> [Work task 1]:
In the passage about Tha Phra Chan, what does the name "Tha Phra Chan" literally mean?
> [Work task 2]:
Decide whether each statement below agrees with the passage about Tha Phra Chan. Answer yes or no for each, and quote the deciding words from the passage.
(a) The pier stands on the west bank of the Chao Phraya River.
(b) Fort Phra Chan was one of 14 fortifications around the Grand Palace.
(c) Phra Chan Road is shaded by Burma padauk trees.
> [Work task 3]:
Please continue the passage about Tha Phra Chan from its last sentence.

> [Excerpted text]:
◆ ◆ ◆
Tha Phra Chan (ท่าพระจันทร์, /th/) is a pier on Rattanakosin Island, Bangkok, on the east bank of the Chao Phraya River, in Phra Nakhon District. The pier is beside Thammasat University's campus of the same name. Tha Phra Chan literally means 'moon pier' (tha, 'pier' or 'jetty', phra chan, 'moon'). More broadly, the name also refers to the area around the pier and the university. The area is also known as a marketplace for Thai amulets and astrologers. It is also full of shops, book stores, restaurants, and food stalls.

Tha Phra Chan today used to be the palace of Prince Prachaksinlapakhom (founder of Udon Thani Province) who dedicated the land to the privy purse. Later the area was rented by a ferry company. Its name is derived from Fort Phra Chan (ป้อมพระจันทร์), one of 14 fortifications around the Grand Palace dating to the early Rattanakosin period. These forts and moats were built to protect Bangkok (or Rattanakosin in those days), given their proximity to the Grand Palace and the Chao Phraya River. As time went on, the forts were demolished, but with their names still used for the streets and places around Rattanakosin Island. For Fort Phra Chan, in addition to being the name of the quarter, there is small road in form of soi Phra Chan Road (ถนนพระจันทร์). This road is one of the oldest in Bangkok. On the north side of the road is the wall of the Front Palace, now a wall of Thammasat University, and on the other side is Wat Mahathat Yuwaratrangsarit. The road is sheltered by big Burma padauk trees.
◆ ◆ ◆
> [The data]:
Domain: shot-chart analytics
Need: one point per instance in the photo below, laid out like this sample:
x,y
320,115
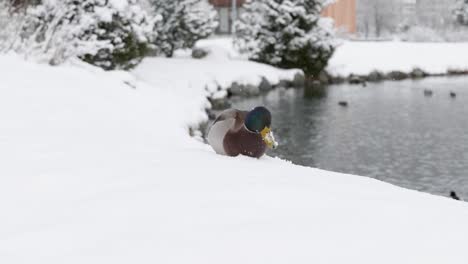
◆ ◆ ◆
> [Final answer 1]:
It literally means "moon pier."

> [Final answer 2]:
(a) No: "on the east bank of the Chao Phraya River"
(b) Yes: "one of 14 fortifications around the Grand Palace"
(c) Yes: "The road is sheltered by big Burma padauk trees."

> [Final answer 3]:
Phra Chan Road used to be longer. Currently, the missing section is the walkway in the middle of Sanam Luang.

Tha Phra Chan is busy during the day, as its Wang Lang Pier ferries commuters between the Phra Nakhon side (Bangkok) to the Thonburi side (Chao Phraya River west bank). On the opposite side of Tha Phra Chan are found Siriraj Hospital, Wat Rakhang, and the Thon Buri railway station, colloquially known as Bangkok Noi railway station, which is the origin of the Southern Line, including the Kanchanaburi Line, the Death Railway.